Stored items.
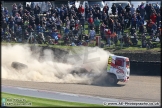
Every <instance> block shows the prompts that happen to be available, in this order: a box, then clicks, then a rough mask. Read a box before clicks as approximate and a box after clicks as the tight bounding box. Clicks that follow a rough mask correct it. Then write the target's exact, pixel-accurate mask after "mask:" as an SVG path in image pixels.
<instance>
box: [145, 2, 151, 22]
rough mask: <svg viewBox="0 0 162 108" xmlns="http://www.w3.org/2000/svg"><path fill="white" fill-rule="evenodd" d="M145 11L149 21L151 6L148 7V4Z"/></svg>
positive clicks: (145, 9) (145, 7)
mask: <svg viewBox="0 0 162 108" xmlns="http://www.w3.org/2000/svg"><path fill="white" fill-rule="evenodd" d="M145 10H146V19H147V20H149V17H150V16H149V12H150V11H149V5H148V4H146V6H145Z"/></svg>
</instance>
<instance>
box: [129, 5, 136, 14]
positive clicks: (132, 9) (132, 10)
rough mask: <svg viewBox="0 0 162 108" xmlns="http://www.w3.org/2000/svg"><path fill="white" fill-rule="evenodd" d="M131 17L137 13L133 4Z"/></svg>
mask: <svg viewBox="0 0 162 108" xmlns="http://www.w3.org/2000/svg"><path fill="white" fill-rule="evenodd" d="M130 10H131V15H133V14H134V13H135V11H136V9H135V8H134V5H133V4H132V7H131V9H130Z"/></svg>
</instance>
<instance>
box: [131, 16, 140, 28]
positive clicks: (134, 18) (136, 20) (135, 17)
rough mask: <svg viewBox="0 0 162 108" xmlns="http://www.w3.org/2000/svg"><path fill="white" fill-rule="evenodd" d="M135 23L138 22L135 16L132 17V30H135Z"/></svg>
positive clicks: (136, 23)
mask: <svg viewBox="0 0 162 108" xmlns="http://www.w3.org/2000/svg"><path fill="white" fill-rule="evenodd" d="M137 22H138V19H137V18H136V16H134V18H132V26H131V27H132V28H133V27H134V28H135V29H137Z"/></svg>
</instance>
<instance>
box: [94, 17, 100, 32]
mask: <svg viewBox="0 0 162 108" xmlns="http://www.w3.org/2000/svg"><path fill="white" fill-rule="evenodd" d="M94 25H95V29H96V30H95V31H96V33H97V34H99V26H100V20H99V19H98V17H96V19H95V21H94Z"/></svg>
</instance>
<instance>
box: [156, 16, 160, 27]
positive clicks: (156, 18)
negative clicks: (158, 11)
mask: <svg viewBox="0 0 162 108" xmlns="http://www.w3.org/2000/svg"><path fill="white" fill-rule="evenodd" d="M160 21H161V15H160V13H158V15H157V18H156V23H157V28H159V27H160Z"/></svg>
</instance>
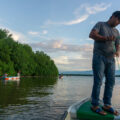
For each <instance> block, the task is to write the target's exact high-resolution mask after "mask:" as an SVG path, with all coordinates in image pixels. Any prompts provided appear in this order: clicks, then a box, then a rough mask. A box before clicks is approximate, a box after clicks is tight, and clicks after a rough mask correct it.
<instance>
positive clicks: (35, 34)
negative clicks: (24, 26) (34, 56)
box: [28, 31, 39, 35]
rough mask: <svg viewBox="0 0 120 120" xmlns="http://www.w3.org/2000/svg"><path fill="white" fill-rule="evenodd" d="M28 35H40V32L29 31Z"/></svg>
mask: <svg viewBox="0 0 120 120" xmlns="http://www.w3.org/2000/svg"><path fill="white" fill-rule="evenodd" d="M28 34H29V35H39V32H35V31H29V32H28Z"/></svg>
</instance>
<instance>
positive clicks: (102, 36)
mask: <svg viewBox="0 0 120 120" xmlns="http://www.w3.org/2000/svg"><path fill="white" fill-rule="evenodd" d="M89 37H90V38H92V39H93V40H95V41H114V40H115V37H114V36H109V37H105V36H102V35H100V34H99V33H98V32H97V31H96V30H92V31H91V32H90V34H89Z"/></svg>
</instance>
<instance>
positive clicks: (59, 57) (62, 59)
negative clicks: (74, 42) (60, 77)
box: [53, 56, 70, 64]
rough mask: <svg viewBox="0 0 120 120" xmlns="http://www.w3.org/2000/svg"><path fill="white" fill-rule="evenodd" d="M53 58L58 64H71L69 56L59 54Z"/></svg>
mask: <svg viewBox="0 0 120 120" xmlns="http://www.w3.org/2000/svg"><path fill="white" fill-rule="evenodd" d="M53 60H54V61H55V63H56V64H70V63H69V61H68V57H67V56H59V57H56V58H53Z"/></svg>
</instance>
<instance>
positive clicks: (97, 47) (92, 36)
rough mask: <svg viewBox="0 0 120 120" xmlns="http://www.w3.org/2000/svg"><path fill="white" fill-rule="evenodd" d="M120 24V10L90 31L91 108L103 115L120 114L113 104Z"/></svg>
mask: <svg viewBox="0 0 120 120" xmlns="http://www.w3.org/2000/svg"><path fill="white" fill-rule="evenodd" d="M119 24H120V11H116V12H114V13H113V14H112V16H111V17H110V18H109V20H108V21H107V22H98V23H97V24H96V25H95V26H94V27H93V29H92V30H91V32H90V35H89V37H90V38H92V39H93V40H94V50H93V61H92V68H93V74H94V83H93V89H92V95H91V98H92V102H91V104H92V107H91V109H92V110H93V111H94V112H96V113H98V114H101V115H106V114H107V113H106V112H105V111H107V112H110V113H112V114H114V115H118V112H117V111H116V110H114V109H113V108H112V106H111V97H112V91H113V86H114V84H115V59H114V57H115V56H116V57H119V41H120V37H119V36H120V35H119V32H118V30H117V29H116V28H115V27H116V26H117V25H119ZM104 76H105V78H106V81H105V90H104V96H103V102H104V106H103V107H102V108H100V107H99V95H100V88H101V84H102V80H103V77H104Z"/></svg>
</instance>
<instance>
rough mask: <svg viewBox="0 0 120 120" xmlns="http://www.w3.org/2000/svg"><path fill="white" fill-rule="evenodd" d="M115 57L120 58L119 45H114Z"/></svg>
mask: <svg viewBox="0 0 120 120" xmlns="http://www.w3.org/2000/svg"><path fill="white" fill-rule="evenodd" d="M115 56H116V57H119V56H120V45H116V53H115Z"/></svg>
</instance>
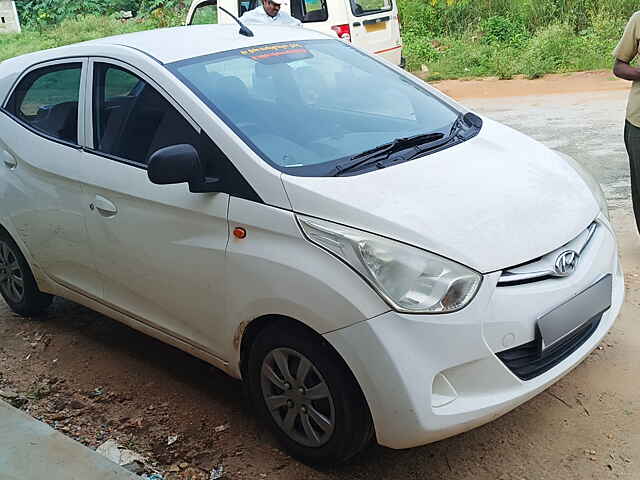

PROBLEM.
Lay out every line of the items above as a Markdown table with the columns "Row" and "Line", numbering each row and skipping blank lines. Leave the pictures out of the table.

RESPONSE AREA.
| Row | Line |
|---|---|
| 1 | Every <instance> block shows the prompts that happen to be available, in this order: a box, then clicks, then a rough mask. Read a box before clicks as approximate and a box after clicks as the tight bounding box. Clicks that follow a rough mask correct it. Then write the target's exact, pixel-accurate mask after "mask:" as an SVG path in image pixels. |
| 2 | <instance> |
| 3 | box: [145, 2, 151, 22] |
| 4 | rough mask: <svg viewBox="0 0 162 108" xmlns="http://www.w3.org/2000/svg"><path fill="white" fill-rule="evenodd" d="M145 11L149 21L151 6L148 7V4Z"/></svg> |
| 5 | positive clicks: (145, 9) (145, 7) |
| 6 | mask: <svg viewBox="0 0 162 108" xmlns="http://www.w3.org/2000/svg"><path fill="white" fill-rule="evenodd" d="M145 10H146V19H147V20H149V17H150V16H149V12H150V11H149V5H148V4H146V6H145Z"/></svg> |
| 7 | </instance> |
| 8 | <instance> |
| 9 | box: [129, 5, 136, 14] |
| 10 | positive clicks: (132, 9) (132, 10) |
| 11 | rough mask: <svg viewBox="0 0 162 108" xmlns="http://www.w3.org/2000/svg"><path fill="white" fill-rule="evenodd" d="M131 17L137 13L133 4Z"/></svg> |
| 12 | mask: <svg viewBox="0 0 162 108" xmlns="http://www.w3.org/2000/svg"><path fill="white" fill-rule="evenodd" d="M130 10H131V15H133V14H134V13H135V11H136V9H135V8H134V5H133V4H132V7H131V9H130Z"/></svg> |
| 13 | </instance> |
| 14 | <instance> |
| 15 | box: [131, 16, 140, 28] |
| 16 | positive clicks: (134, 18) (136, 20) (135, 17) |
| 17 | rough mask: <svg viewBox="0 0 162 108" xmlns="http://www.w3.org/2000/svg"><path fill="white" fill-rule="evenodd" d="M135 23L138 22L135 16L132 17V30H135Z"/></svg> |
| 18 | positive clicks: (136, 23) |
| 19 | mask: <svg viewBox="0 0 162 108" xmlns="http://www.w3.org/2000/svg"><path fill="white" fill-rule="evenodd" d="M137 22H138V19H137V18H136V16H134V18H132V26H131V27H132V28H133V27H134V28H135V29H137Z"/></svg> |
| 20 | </instance> |
| 21 | <instance> |
| 22 | box: [94, 17, 100, 32] |
| 23 | mask: <svg viewBox="0 0 162 108" xmlns="http://www.w3.org/2000/svg"><path fill="white" fill-rule="evenodd" d="M94 25H95V29H96V30H95V31H96V33H97V34H99V26H100V20H99V19H98V17H96V19H95V21H94Z"/></svg> |
| 24 | </instance> |
| 25 | <instance> |
| 26 | box: [156, 16, 160, 27] |
| 27 | positive clicks: (156, 18) |
| 28 | negative clicks: (158, 11) |
| 29 | mask: <svg viewBox="0 0 162 108" xmlns="http://www.w3.org/2000/svg"><path fill="white" fill-rule="evenodd" d="M160 21H161V15H160V13H158V15H157V18H156V23H157V28H159V27H160Z"/></svg> |
| 30 | </instance> |
| 31 | For each <instance> block, the task is to write the target's exact high-resolution mask after "mask:" as an SVG path, with all coordinates in image pixels. Any prompts provided appear in this order: clicks, then a box, then a rough mask. A box before clicks is approximate, a box after clicks is tight, and clicks after a rough mask correct it. |
| 32 | <instance> |
| 33 | positive clicks: (35, 34) |
| 34 | negative clicks: (24, 26) (34, 56) |
| 35 | box: [28, 31, 39, 35] |
| 36 | rough mask: <svg viewBox="0 0 120 120" xmlns="http://www.w3.org/2000/svg"><path fill="white" fill-rule="evenodd" d="M28 35H40V32L29 31Z"/></svg> |
| 37 | mask: <svg viewBox="0 0 120 120" xmlns="http://www.w3.org/2000/svg"><path fill="white" fill-rule="evenodd" d="M28 34H29V35H39V32H35V31H29V32H28Z"/></svg> |
| 38 | </instance> |
| 39 | <instance> |
| 40 | positive clicks: (102, 36) |
| 41 | mask: <svg viewBox="0 0 120 120" xmlns="http://www.w3.org/2000/svg"><path fill="white" fill-rule="evenodd" d="M89 37H90V38H92V39H93V40H95V41H114V40H115V37H114V36H109V37H105V36H102V35H100V34H99V33H98V32H97V31H96V30H92V31H91V32H90V34H89Z"/></svg> |
| 42 | </instance> |
| 43 | <instance> |
| 44 | positive clicks: (59, 57) (62, 59) |
| 45 | negative clicks: (74, 42) (60, 77) |
| 46 | box: [53, 56, 70, 64] |
| 47 | rough mask: <svg viewBox="0 0 120 120" xmlns="http://www.w3.org/2000/svg"><path fill="white" fill-rule="evenodd" d="M53 58L58 64H71L69 56L59 54Z"/></svg> |
| 48 | mask: <svg viewBox="0 0 120 120" xmlns="http://www.w3.org/2000/svg"><path fill="white" fill-rule="evenodd" d="M53 60H54V61H55V63H56V64H70V63H69V61H68V57H67V56H59V57H56V58H53Z"/></svg> |
| 49 | </instance> |
| 50 | <instance> |
| 51 | positive clicks: (97, 47) (92, 36) |
| 52 | rough mask: <svg viewBox="0 0 120 120" xmlns="http://www.w3.org/2000/svg"><path fill="white" fill-rule="evenodd" d="M120 24V10L90 31L91 108L103 115L120 114L113 104Z"/></svg> |
| 53 | mask: <svg viewBox="0 0 120 120" xmlns="http://www.w3.org/2000/svg"><path fill="white" fill-rule="evenodd" d="M119 24H120V11H116V12H114V13H113V14H112V16H111V17H110V18H109V20H108V21H107V22H98V23H97V24H96V25H95V26H94V27H93V29H92V30H91V32H90V35H89V37H90V38H92V39H93V40H94V50H93V61H92V68H93V74H94V83H93V89H92V95H91V98H92V102H91V104H92V107H91V109H92V110H93V111H94V112H96V113H98V114H101V115H106V114H107V113H106V112H105V111H107V112H110V113H112V114H114V115H118V112H117V111H116V110H114V109H113V108H112V106H111V97H112V91H113V86H114V84H115V59H114V57H115V56H116V57H119V41H120V37H119V36H120V35H119V32H118V30H117V29H116V28H115V27H116V26H117V25H119ZM104 76H105V78H106V81H105V90H104V96H103V102H104V106H103V107H102V108H100V107H99V95H100V88H101V84H102V80H103V77H104Z"/></svg> |
| 54 | </instance> |
| 55 | <instance> |
| 56 | rough mask: <svg viewBox="0 0 120 120" xmlns="http://www.w3.org/2000/svg"><path fill="white" fill-rule="evenodd" d="M115 57L120 58L119 45H114Z"/></svg> |
| 57 | mask: <svg viewBox="0 0 120 120" xmlns="http://www.w3.org/2000/svg"><path fill="white" fill-rule="evenodd" d="M115 56H116V57H119V56H120V45H116V53H115Z"/></svg> |
| 58 | </instance> |